Detection examples
◆ ◆ ◆

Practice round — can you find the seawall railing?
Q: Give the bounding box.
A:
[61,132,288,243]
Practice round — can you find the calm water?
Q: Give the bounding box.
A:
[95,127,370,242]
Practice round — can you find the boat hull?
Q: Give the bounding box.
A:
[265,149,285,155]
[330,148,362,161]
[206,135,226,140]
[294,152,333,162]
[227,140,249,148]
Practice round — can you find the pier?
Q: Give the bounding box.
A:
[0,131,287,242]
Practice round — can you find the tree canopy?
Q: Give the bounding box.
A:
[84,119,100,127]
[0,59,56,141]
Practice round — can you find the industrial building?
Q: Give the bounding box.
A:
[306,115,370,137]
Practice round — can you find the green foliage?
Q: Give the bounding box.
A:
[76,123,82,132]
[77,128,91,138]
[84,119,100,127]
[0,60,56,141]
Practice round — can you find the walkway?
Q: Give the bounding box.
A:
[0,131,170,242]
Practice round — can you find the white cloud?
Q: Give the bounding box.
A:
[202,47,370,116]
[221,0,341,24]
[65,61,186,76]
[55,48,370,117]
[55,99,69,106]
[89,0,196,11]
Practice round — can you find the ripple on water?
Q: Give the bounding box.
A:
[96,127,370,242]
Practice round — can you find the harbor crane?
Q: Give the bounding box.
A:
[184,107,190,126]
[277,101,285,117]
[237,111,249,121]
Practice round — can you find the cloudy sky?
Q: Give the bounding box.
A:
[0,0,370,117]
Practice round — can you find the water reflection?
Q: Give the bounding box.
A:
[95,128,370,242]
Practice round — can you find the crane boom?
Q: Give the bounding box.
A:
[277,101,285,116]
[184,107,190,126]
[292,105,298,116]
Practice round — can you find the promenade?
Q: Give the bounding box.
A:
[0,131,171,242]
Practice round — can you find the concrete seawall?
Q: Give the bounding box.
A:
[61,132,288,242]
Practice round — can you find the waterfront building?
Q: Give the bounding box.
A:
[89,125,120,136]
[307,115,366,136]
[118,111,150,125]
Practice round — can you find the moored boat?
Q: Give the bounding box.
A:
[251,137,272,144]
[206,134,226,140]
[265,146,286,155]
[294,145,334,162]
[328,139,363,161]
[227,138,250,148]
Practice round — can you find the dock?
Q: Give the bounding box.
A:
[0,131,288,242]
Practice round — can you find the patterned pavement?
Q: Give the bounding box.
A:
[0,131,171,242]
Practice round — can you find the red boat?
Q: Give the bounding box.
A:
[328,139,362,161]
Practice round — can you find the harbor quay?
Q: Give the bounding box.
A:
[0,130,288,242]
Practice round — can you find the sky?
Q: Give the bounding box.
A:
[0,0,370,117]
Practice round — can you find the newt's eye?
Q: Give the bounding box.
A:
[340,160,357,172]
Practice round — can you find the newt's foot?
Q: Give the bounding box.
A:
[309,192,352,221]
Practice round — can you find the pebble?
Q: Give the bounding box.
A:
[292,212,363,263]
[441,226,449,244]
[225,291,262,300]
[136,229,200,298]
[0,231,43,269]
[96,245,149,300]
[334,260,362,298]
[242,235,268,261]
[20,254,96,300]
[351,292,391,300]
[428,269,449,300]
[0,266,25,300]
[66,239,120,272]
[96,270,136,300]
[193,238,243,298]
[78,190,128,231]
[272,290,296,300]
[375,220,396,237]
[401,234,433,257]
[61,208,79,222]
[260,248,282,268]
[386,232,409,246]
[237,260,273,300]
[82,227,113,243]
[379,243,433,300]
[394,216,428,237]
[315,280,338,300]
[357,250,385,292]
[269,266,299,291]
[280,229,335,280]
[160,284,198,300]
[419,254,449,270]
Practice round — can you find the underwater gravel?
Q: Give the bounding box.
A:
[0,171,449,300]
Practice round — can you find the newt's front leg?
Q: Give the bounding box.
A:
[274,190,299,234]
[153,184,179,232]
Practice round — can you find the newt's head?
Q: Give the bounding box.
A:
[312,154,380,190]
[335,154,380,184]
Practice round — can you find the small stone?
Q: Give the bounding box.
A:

◆ ◆ ◆

**Exercise objective:** Print all of the entries above again, word for word.

**Complete answer:**
Practice round — can you find the seawall railing?
Q: Give the bounding box.
A:
[61,132,288,243]
Practice round — can you find the calm water?
Q: Give the bounding box.
A:
[95,127,370,242]
Practice round — can you find the boat hull?
Q: Give the bounding box.
A:
[265,149,285,155]
[330,148,362,161]
[206,135,226,140]
[294,152,333,162]
[227,140,249,148]
Practice round — can you find the pier?
Q: Give the bounding box.
A:
[0,131,287,242]
Practice round — can you find the tree canopy?
Q: Give the bounding box.
A:
[84,119,100,127]
[0,59,56,141]
Practice round — can you find the industrial building?
Q: Give the bounding box.
A:
[306,115,370,137]
Practice round — can you find the green foliage?
Q: Give the bounding box.
A:
[76,123,82,132]
[77,128,91,138]
[84,119,100,127]
[0,60,56,141]
Practice round — can you find the walkway?
Q: Give the bounding box.
A:
[0,131,170,242]
Practice round — can you find the white cloud?
Q: Give the bounding box.
A:
[202,47,370,116]
[221,0,341,24]
[65,61,186,76]
[55,48,370,117]
[55,99,69,106]
[89,0,196,11]
Practice round — can you find the ripple on water?
Q: Give the bounding box.
A:
[96,127,370,242]
Practice round — can you find the harbor crane?
Q: Give the bounding box.
A:
[184,107,190,126]
[277,101,285,117]
[237,111,249,121]
Practice round — can you find the cloudy sky?
Q: Give the bounding box.
A:
[0,0,370,117]
Practice round — can you find the water reflection?
Q: Give the bounding box.
A:
[95,128,370,242]
Practice round — can you find the crane boom?
Q: Give the bounding box.
A:
[277,101,285,116]
[184,107,190,126]
[292,105,298,116]
Practice round — can you find the promenade?
Q: Give the bounding box.
A:
[0,131,171,242]
Practice round — can you find the concrete seawall?
Q: Give the bounding box.
A:
[61,132,288,242]
Practice round — can you find the waterfront building?
Q: Give the bounding box.
A:
[89,125,120,136]
[307,115,366,136]
[118,111,150,125]
Practice round — can you find the moored boat?
Q: Give the bounding box.
A:
[251,137,272,144]
[206,134,226,140]
[265,146,286,155]
[294,145,334,162]
[328,139,363,161]
[227,138,250,148]
Practice round — can you find the dock?
Q: Give the bounding box.
A:
[0,131,288,242]
Practice round — can you find the patterned pavement?
Q: Give the bounding box.
A:
[0,131,171,242]
Practice round — can you find the red boat?
Q: Give the bounding box.
A:
[328,139,362,161]
Practice round — can you find the harbor quay?
Q: Give the bounding box.
A:
[0,130,288,242]
Practice round — can you find the sky?
Q: Give the bounding box.
A:
[0,0,370,117]
Practice round — can you find the newt's eye?
Q: Give the bounding box.
A:
[340,160,357,172]
Practice round — can you find the newt's foot?
Q: Give the bounding box.
A:
[309,192,352,221]
Practice round — can you find the pebble?
Q: Give the bounding box.
A:
[292,212,363,263]
[441,226,449,244]
[225,291,262,300]
[136,229,200,298]
[0,231,43,269]
[96,245,149,300]
[334,260,362,298]
[242,235,268,261]
[20,254,96,300]
[351,292,391,300]
[428,269,449,300]
[0,266,25,300]
[66,239,120,272]
[96,270,136,300]
[193,238,243,298]
[78,190,128,231]
[272,290,296,300]
[375,220,396,237]
[401,234,433,257]
[61,208,79,222]
[260,248,282,268]
[386,232,409,246]
[237,260,273,300]
[82,227,113,243]
[379,243,433,300]
[394,216,428,237]
[315,280,338,300]
[357,250,385,292]
[269,266,299,291]
[280,229,335,280]
[160,284,198,300]
[419,254,449,270]
Practice round — can you find the underwater gravel?
Q: Give the bounding box.
A:
[0,171,449,300]
Practice round — can you find the newt's front leg?
Q: Give the bounding box.
A:
[274,190,299,234]
[153,184,179,232]
Practice round — can you find the newt's head?
Q: Give the bounding box.
A:
[312,154,380,190]
[335,154,380,184]
Practice round — can you find the small stone?
Q: Give the bounding box.
A:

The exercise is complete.